# WRITTEN INSTRUCTION
Reproduce only the part that opens with the line containing "One pin per instance of the player's ear, set" and closes with the line containing "<point>235,95</point>", replacing "gray athletic shirt" with "gray sports shirt" wherever it occurs there and leaving everything else unchanged.

# DATA IN THIS EXERCISE
══════════════════════════════

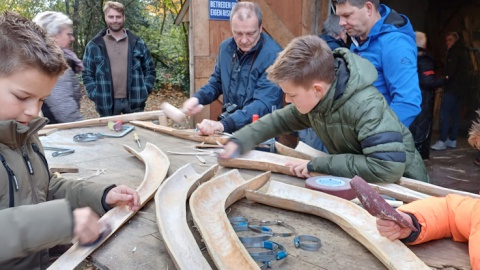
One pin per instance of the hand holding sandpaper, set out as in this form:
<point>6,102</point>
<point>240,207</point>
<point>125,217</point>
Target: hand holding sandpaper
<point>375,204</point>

══════════════════════════════

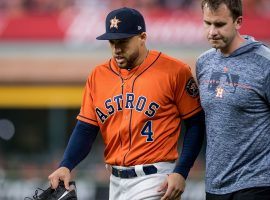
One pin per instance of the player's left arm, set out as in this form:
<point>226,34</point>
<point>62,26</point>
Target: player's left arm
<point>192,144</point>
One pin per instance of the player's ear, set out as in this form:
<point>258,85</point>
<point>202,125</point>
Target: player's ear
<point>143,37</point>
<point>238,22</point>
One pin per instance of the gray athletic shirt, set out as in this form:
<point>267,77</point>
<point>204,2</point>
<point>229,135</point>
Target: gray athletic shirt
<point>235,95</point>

══════════════════════════════

# COMPLETED EXERCISE
One pin per instance of the player's ear, set out as in this form:
<point>258,85</point>
<point>202,125</point>
Target: player's ear
<point>143,37</point>
<point>238,22</point>
One pin per instance of the gray sports shirt, set out as in this form:
<point>267,77</point>
<point>204,2</point>
<point>229,135</point>
Target: gray sports shirt
<point>235,95</point>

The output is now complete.